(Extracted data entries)
= = = =

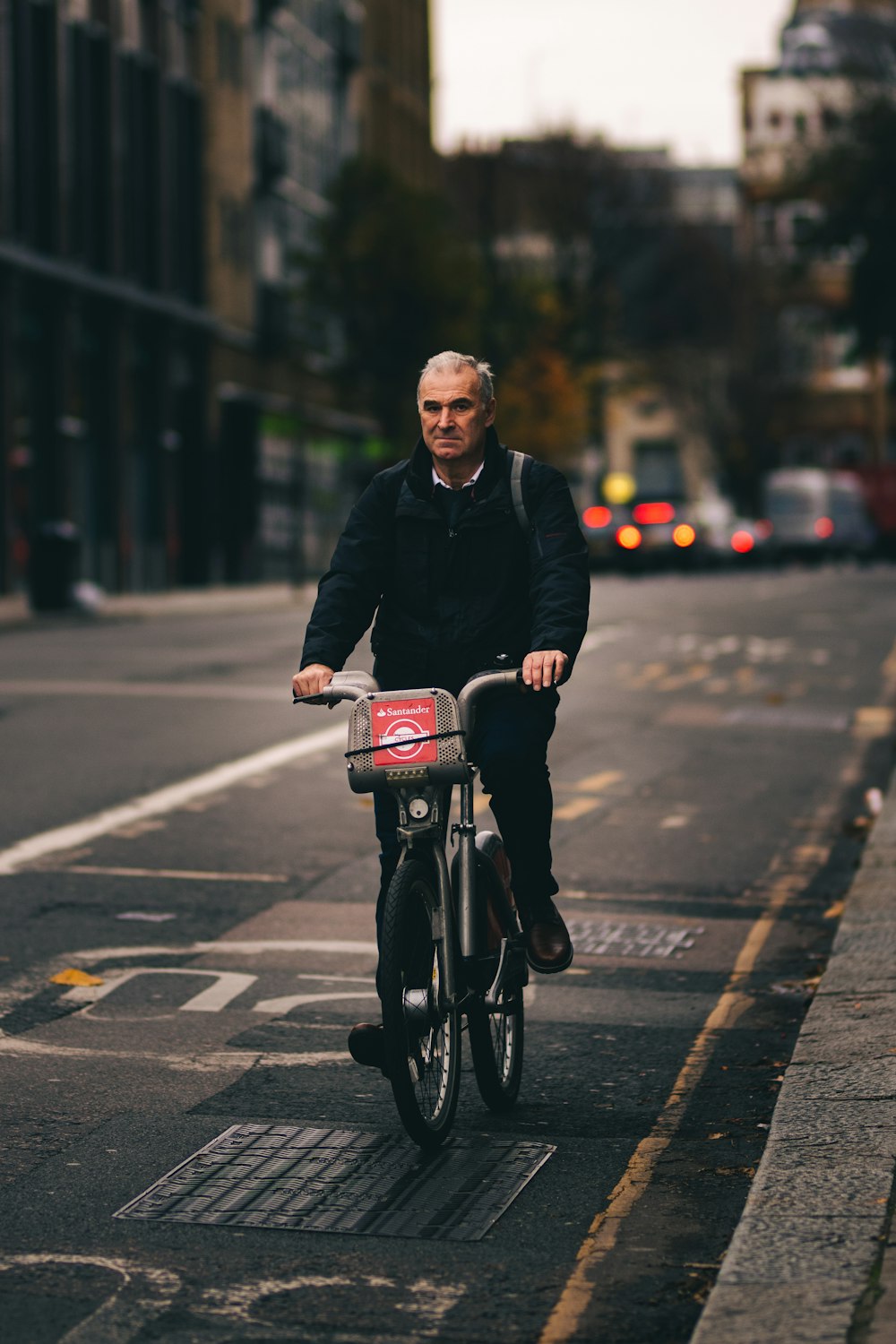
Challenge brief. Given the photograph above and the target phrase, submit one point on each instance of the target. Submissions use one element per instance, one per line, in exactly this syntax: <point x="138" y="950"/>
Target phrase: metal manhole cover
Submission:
<point x="630" y="938"/>
<point x="332" y="1180"/>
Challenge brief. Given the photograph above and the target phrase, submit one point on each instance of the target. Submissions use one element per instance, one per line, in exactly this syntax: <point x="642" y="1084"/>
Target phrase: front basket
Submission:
<point x="400" y="738"/>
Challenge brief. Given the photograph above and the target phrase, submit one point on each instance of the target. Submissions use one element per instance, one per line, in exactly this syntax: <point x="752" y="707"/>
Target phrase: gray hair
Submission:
<point x="449" y="362"/>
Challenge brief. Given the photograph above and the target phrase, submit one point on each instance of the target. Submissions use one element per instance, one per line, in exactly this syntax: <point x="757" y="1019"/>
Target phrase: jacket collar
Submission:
<point x="419" y="472"/>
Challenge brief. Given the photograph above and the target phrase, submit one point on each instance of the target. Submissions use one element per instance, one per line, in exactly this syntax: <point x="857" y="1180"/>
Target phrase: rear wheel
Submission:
<point x="422" y="1042"/>
<point x="495" y="1045"/>
<point x="495" y="1034"/>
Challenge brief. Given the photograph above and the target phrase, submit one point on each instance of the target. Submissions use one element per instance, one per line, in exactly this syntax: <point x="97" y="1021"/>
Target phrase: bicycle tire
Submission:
<point x="495" y="1035"/>
<point x="422" y="1043"/>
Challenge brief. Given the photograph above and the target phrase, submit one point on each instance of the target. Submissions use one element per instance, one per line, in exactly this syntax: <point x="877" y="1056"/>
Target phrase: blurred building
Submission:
<point x="594" y="220"/>
<point x="163" y="383"/>
<point x="395" y="90"/>
<point x="823" y="406"/>
<point x="104" y="327"/>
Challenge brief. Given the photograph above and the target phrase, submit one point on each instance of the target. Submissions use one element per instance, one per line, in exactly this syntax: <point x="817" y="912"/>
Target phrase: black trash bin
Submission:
<point x="56" y="556"/>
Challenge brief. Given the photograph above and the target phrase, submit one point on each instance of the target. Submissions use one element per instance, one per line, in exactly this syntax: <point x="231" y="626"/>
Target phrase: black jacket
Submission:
<point x="450" y="599"/>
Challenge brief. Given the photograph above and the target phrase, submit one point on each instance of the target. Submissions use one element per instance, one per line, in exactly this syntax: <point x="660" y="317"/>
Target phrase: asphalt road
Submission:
<point x="711" y="771"/>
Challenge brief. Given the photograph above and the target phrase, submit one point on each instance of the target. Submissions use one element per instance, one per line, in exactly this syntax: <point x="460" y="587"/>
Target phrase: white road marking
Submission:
<point x="166" y="800"/>
<point x="288" y="1002"/>
<point x="226" y="945"/>
<point x="142" y="690"/>
<point x="203" y="1062"/>
<point x="182" y="875"/>
<point x="228" y="986"/>
<point x="142" y="1296"/>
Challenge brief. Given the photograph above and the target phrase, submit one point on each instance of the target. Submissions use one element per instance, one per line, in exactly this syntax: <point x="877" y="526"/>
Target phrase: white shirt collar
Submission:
<point x="437" y="478"/>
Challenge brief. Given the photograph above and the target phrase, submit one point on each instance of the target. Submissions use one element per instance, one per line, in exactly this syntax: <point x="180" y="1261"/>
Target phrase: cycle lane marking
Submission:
<point x="602" y="1236"/>
<point x="142" y="1297"/>
<point x="164" y="800"/>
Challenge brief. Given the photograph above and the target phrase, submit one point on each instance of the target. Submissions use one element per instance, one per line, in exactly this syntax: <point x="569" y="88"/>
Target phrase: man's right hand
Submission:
<point x="312" y="679"/>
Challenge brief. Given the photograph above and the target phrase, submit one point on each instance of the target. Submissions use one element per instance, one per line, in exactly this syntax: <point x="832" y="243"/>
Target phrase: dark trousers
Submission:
<point x="509" y="745"/>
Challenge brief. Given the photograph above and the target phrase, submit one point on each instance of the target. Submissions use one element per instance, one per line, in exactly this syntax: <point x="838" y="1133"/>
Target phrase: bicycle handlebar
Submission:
<point x="355" y="685"/>
<point x="344" y="685"/>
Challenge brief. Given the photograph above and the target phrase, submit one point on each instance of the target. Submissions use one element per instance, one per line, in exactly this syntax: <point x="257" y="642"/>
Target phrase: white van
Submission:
<point x="813" y="511"/>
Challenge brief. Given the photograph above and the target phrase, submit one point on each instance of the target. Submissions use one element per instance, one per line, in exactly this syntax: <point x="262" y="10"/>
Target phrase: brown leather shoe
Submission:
<point x="366" y="1045"/>
<point x="548" y="946"/>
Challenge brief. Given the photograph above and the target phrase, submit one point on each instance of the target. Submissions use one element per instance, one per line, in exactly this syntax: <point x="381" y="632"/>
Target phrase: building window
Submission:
<point x="230" y="53"/>
<point x="234" y="233"/>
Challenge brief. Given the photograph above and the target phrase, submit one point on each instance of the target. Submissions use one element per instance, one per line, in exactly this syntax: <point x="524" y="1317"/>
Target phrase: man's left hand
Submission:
<point x="544" y="667"/>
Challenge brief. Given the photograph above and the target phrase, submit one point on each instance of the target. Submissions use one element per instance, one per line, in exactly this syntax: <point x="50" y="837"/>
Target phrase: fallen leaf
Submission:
<point x="72" y="976"/>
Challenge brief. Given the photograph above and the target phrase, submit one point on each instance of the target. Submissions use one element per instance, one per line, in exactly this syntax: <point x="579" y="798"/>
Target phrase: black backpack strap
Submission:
<point x="517" y="462"/>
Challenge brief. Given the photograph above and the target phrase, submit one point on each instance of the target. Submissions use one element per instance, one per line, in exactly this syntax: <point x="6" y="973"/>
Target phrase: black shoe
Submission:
<point x="547" y="943"/>
<point x="366" y="1045"/>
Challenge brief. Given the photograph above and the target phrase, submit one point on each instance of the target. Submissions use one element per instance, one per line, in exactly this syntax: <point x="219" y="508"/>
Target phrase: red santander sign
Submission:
<point x="401" y="728"/>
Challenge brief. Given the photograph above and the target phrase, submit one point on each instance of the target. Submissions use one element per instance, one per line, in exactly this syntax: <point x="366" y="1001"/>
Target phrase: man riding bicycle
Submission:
<point x="435" y="548"/>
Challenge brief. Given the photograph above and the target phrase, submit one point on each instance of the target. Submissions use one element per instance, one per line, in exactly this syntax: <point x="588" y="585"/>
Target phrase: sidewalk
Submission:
<point x="814" y="1254"/>
<point x="253" y="597"/>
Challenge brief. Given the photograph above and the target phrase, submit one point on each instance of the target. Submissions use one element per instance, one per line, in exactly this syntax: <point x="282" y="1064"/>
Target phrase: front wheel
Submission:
<point x="495" y="1034"/>
<point x="422" y="1040"/>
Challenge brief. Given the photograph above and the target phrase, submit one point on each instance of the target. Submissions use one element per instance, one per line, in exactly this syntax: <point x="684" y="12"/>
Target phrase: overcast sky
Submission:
<point x="637" y="72"/>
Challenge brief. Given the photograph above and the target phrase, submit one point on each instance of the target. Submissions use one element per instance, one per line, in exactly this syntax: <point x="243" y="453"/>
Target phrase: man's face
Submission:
<point x="452" y="418"/>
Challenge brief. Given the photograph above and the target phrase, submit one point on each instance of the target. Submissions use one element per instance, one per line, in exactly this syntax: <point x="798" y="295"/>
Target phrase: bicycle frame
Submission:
<point x="455" y="933"/>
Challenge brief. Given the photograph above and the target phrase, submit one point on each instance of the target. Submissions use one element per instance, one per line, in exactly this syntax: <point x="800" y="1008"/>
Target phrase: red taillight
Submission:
<point x="646" y="513"/>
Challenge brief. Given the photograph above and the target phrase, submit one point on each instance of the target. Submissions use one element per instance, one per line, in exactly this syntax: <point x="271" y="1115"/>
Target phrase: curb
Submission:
<point x="812" y="1233"/>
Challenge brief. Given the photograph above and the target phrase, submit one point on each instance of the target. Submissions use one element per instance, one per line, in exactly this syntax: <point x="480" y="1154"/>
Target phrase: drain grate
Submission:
<point x="618" y="938"/>
<point x="332" y="1180"/>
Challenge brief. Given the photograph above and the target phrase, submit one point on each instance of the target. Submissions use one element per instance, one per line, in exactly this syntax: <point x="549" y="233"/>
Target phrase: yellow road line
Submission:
<point x="635" y="1179"/>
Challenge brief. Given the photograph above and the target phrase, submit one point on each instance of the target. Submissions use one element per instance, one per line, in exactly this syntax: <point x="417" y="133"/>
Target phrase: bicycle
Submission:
<point x="452" y="943"/>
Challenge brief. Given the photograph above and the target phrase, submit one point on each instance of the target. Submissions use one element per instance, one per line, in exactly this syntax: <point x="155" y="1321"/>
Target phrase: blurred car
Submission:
<point x="745" y="540"/>
<point x="648" y="534"/>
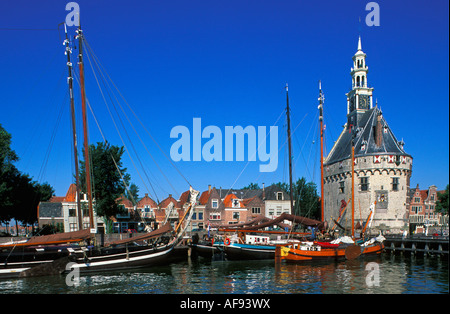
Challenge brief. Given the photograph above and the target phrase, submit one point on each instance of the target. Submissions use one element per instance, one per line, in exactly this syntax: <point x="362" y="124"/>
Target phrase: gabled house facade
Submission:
<point x="421" y="209"/>
<point x="61" y="212"/>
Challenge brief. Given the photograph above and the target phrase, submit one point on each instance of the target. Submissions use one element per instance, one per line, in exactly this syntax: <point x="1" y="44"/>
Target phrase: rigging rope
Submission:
<point x="135" y="115"/>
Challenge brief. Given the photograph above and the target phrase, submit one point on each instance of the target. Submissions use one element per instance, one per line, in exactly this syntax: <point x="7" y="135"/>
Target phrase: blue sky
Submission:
<point x="226" y="62"/>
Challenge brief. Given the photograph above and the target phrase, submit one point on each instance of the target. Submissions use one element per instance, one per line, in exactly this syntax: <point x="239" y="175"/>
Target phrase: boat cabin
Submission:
<point x="253" y="239"/>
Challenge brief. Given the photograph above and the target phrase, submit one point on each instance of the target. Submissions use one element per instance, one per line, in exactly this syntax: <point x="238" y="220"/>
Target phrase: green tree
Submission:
<point x="19" y="195"/>
<point x="107" y="181"/>
<point x="442" y="202"/>
<point x="132" y="194"/>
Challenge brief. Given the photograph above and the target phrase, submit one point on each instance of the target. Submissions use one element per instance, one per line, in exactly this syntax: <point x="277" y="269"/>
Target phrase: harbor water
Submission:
<point x="386" y="274"/>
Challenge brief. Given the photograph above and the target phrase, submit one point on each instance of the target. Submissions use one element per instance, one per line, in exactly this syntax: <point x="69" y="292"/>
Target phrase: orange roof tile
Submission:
<point x="184" y="197"/>
<point x="204" y="197"/>
<point x="146" y="200"/>
<point x="167" y="201"/>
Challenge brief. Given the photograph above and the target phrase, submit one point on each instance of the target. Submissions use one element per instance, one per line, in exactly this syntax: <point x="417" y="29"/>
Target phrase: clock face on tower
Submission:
<point x="363" y="102"/>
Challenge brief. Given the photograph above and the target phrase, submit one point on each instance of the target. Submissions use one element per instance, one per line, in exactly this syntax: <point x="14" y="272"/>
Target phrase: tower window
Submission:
<point x="341" y="187"/>
<point x="364" y="181"/>
<point x="395" y="184"/>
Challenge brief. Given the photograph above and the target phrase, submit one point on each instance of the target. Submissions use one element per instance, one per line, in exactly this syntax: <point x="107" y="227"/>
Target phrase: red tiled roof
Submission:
<point x="184" y="197"/>
<point x="248" y="200"/>
<point x="146" y="200"/>
<point x="227" y="201"/>
<point x="204" y="197"/>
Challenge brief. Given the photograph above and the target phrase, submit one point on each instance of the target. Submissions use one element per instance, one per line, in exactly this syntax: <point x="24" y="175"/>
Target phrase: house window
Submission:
<point x="73" y="227"/>
<point x="279" y="210"/>
<point x="341" y="187"/>
<point x="256" y="210"/>
<point x="72" y="212"/>
<point x="394" y="184"/>
<point x="364" y="181"/>
<point x="214" y="216"/>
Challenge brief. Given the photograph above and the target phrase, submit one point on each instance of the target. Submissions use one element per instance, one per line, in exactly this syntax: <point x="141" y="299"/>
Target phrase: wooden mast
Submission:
<point x="85" y="128"/>
<point x="321" y="98"/>
<point x="353" y="188"/>
<point x="74" y="131"/>
<point x="290" y="148"/>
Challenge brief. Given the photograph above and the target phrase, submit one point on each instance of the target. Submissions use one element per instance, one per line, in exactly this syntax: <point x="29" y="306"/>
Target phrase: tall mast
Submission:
<point x="85" y="128"/>
<point x="353" y="188"/>
<point x="74" y="131"/>
<point x="290" y="148"/>
<point x="321" y="98"/>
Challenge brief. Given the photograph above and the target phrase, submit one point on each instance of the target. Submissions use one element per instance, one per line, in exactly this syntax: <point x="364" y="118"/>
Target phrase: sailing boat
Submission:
<point x="243" y="244"/>
<point x="344" y="247"/>
<point x="44" y="255"/>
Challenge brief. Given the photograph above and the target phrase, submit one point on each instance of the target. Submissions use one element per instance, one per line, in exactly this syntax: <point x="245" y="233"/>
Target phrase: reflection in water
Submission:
<point x="395" y="275"/>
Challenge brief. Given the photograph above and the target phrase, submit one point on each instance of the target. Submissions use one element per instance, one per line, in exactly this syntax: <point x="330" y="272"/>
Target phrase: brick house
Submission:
<point x="421" y="209"/>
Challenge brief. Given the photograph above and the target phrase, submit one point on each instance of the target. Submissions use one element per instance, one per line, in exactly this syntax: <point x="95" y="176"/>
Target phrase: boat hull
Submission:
<point x="123" y="259"/>
<point x="299" y="255"/>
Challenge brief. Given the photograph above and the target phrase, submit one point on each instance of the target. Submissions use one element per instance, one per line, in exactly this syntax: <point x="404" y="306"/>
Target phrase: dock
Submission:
<point x="417" y="245"/>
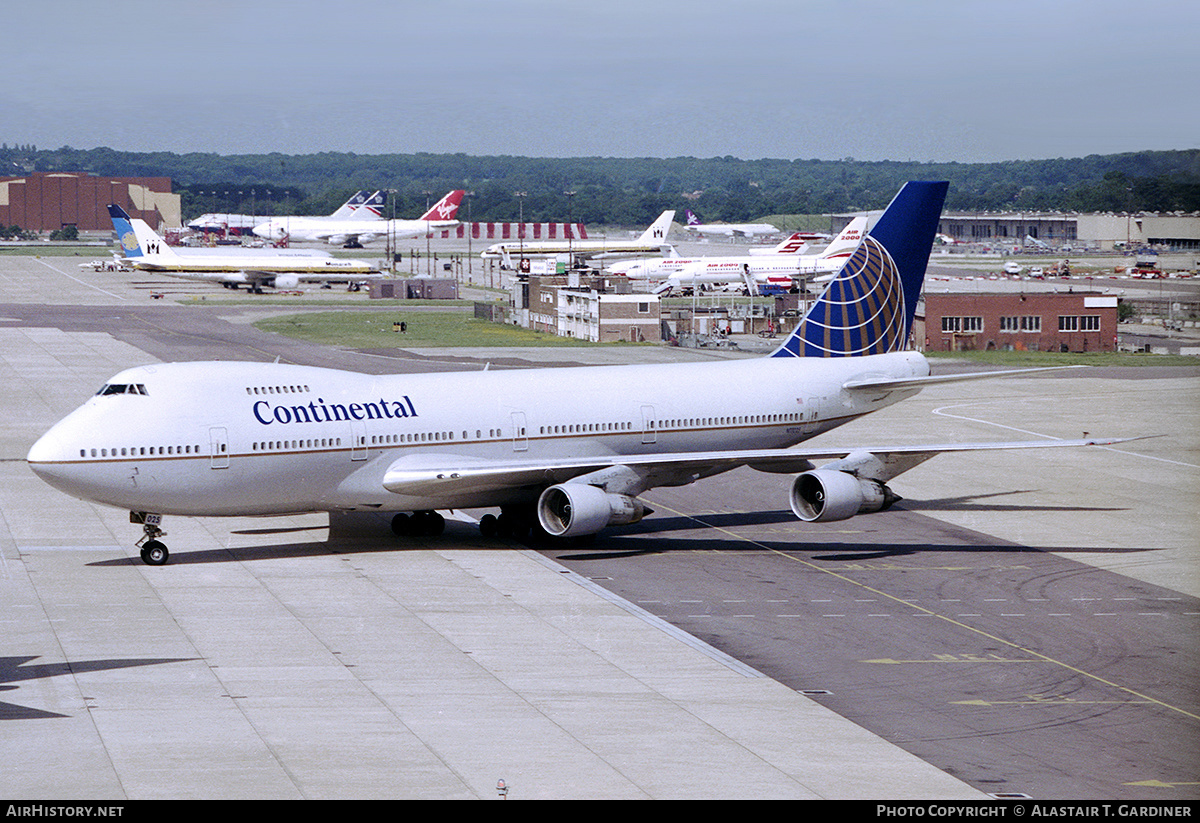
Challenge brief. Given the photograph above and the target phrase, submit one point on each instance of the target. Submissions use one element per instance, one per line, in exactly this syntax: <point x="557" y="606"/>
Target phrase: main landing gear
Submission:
<point x="418" y="523"/>
<point x="154" y="551"/>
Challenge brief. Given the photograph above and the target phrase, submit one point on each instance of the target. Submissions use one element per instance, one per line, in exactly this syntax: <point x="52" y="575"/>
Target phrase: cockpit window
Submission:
<point x="123" y="389"/>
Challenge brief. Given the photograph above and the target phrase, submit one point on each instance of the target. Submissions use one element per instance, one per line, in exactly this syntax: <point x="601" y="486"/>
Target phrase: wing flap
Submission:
<point x="432" y="474"/>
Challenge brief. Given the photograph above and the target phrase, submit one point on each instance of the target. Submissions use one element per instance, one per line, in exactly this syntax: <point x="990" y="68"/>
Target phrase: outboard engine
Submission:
<point x="822" y="496"/>
<point x="577" y="509"/>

= = = =

Gather every line of the listing above that contains the string "marking", and copy each one in full.

» **Answer**:
Target phrase: white road marking
Target phrase: cycle lane marking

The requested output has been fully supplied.